Task description: Output what the records say, word for word, with no images.

[Point-per-instance localization data]
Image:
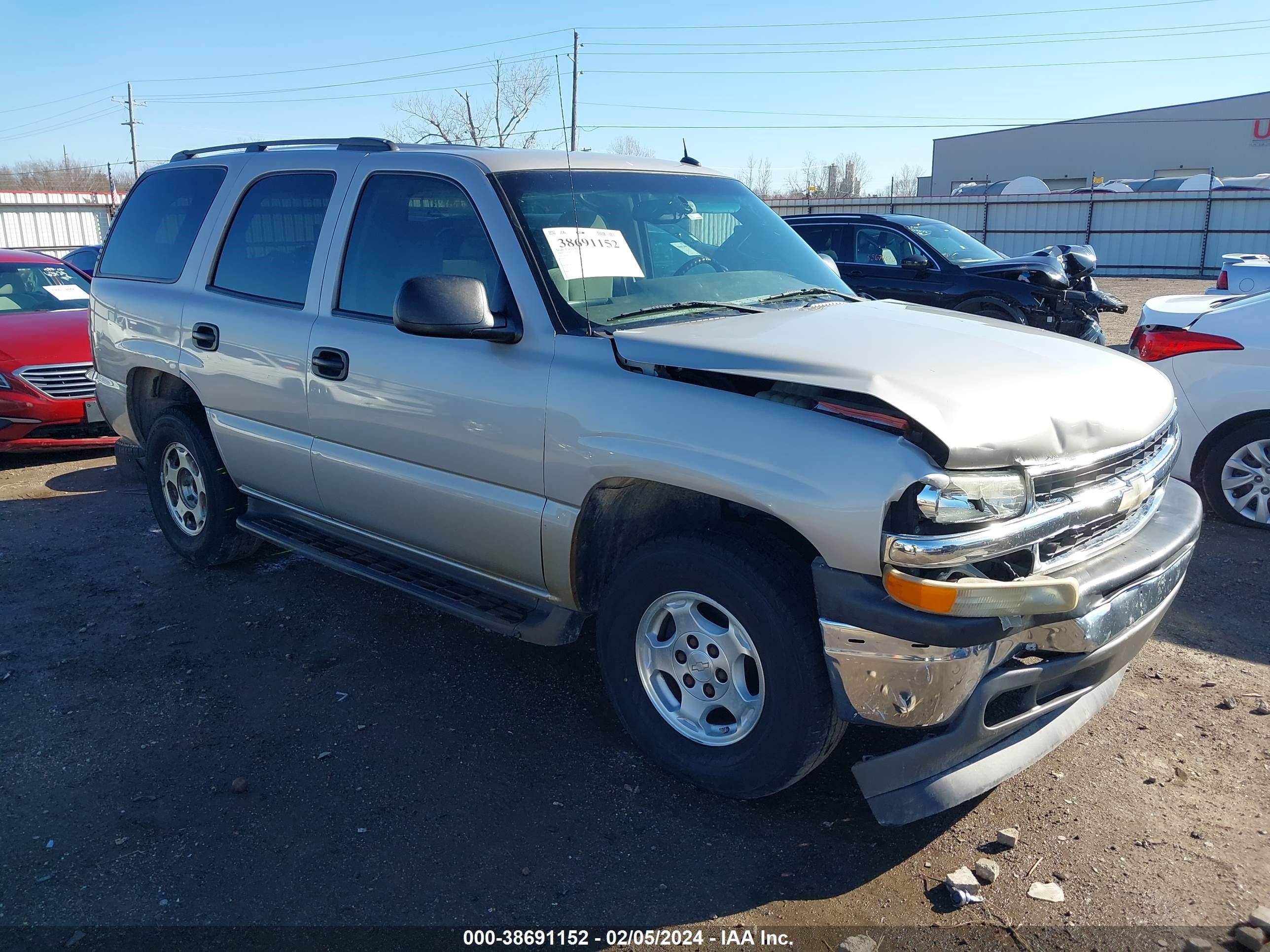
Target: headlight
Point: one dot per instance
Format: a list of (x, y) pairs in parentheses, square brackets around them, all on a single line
[(973, 497)]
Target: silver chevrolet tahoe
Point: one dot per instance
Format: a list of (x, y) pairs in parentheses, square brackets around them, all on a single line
[(553, 394)]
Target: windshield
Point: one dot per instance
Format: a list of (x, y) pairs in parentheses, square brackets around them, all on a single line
[(954, 244), (40, 287), (624, 248)]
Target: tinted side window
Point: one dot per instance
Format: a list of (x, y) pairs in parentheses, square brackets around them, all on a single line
[(823, 239), (270, 247), (159, 223), (883, 247), (409, 226)]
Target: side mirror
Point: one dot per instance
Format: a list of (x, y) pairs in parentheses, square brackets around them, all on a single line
[(450, 306)]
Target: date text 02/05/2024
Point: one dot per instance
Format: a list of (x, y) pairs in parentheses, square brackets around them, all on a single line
[(681, 938)]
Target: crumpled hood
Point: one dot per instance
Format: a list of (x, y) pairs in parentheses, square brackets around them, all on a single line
[(996, 394)]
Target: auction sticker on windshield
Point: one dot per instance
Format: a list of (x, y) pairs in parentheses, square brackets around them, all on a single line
[(592, 253)]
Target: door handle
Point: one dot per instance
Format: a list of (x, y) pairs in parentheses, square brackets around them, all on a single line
[(331, 364), (206, 337)]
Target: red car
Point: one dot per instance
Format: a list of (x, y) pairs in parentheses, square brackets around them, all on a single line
[(47, 397)]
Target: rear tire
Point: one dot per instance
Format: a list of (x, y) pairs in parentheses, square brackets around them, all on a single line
[(193, 498), (1241, 461), (788, 724)]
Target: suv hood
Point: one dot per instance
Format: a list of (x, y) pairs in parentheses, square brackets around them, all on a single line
[(996, 394), (46, 337)]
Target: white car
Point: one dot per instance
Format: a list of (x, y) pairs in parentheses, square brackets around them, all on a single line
[(1242, 274), (1217, 353)]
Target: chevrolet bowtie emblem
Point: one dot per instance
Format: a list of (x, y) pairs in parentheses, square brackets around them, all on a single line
[(1138, 489)]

Answer to this task:
Image:
Target: headlight
Point: one dot per instance
Format: a list of (x, y) pairs in parentheses, square brackets around them, all on a single line
[(973, 497)]
Target: silver chevrolet tahoe
Point: one dot per instance
Format: a list of (x, y) pairs in parentheses, square brackets around them, all on a single line
[(553, 394)]
Target: windshield
Point: one dot per instance
Format: a list of (x, y) pairs in parentheses, square brackets around them, all on a single line
[(954, 244), (40, 287), (624, 248)]
Target: tinted side window
Point: one dot per instance
Format: a list of (x, y) pairs in parentheses, square brackets around them, all on a single line
[(823, 239), (270, 247), (159, 223), (883, 247), (409, 226)]
Target: side mirror
Point: one dot per instance
Format: a list of (x, y) pairs in parentheses, square brackets around them, all on a single line
[(450, 306)]
Target: date text 02/05/2024
Point: one dot per instance
Format: a list of (x, y) pairs in parentheses, square brackets around them, all on a single line
[(681, 938)]
Target: crumpled hood
Point: one dot per instance
Format: a list of (x, y) pairs in parentheses, square brackets around them, all on a single line
[(996, 394)]
Target: auction sticker on windshield
Point: one dot per instance
Format: a list of (x, y) pairs in parentheses, square brackets around them, all on a single line
[(592, 253)]
Target: door handle
Point: one dot per instance
Format: a list of (x, y) pairs in parentheses, square brackets around them, all on a single line
[(331, 364), (206, 337)]
Target: red car
Point: one dot per instance
Format: a list of (x, y) pairs in parentheses, square brackets around them, all on a single line
[(47, 397)]
Target: rear tire
Point: one dot per instance
Format: a list of (x, y) pairs in parentheses, square brackets around them, all on a single line
[(193, 498), (1241, 461), (788, 724)]
Target: suv hood
Point: one dot per instance
Format: a list of (x, y) pairs in parentheses, square brackets around them, all on a single line
[(996, 394), (46, 337)]
Target: white car
Point: one dot per instance
Format: a list of (x, y) pairs in parentheses, square brackets around them, all on a single line
[(1242, 274), (1217, 353)]
Target: chevrolet bowtie emblem
Point: one dot per instance
Format: a list of (x, y) pairs in parentheses, square brackets around them, all on a single line
[(1138, 489)]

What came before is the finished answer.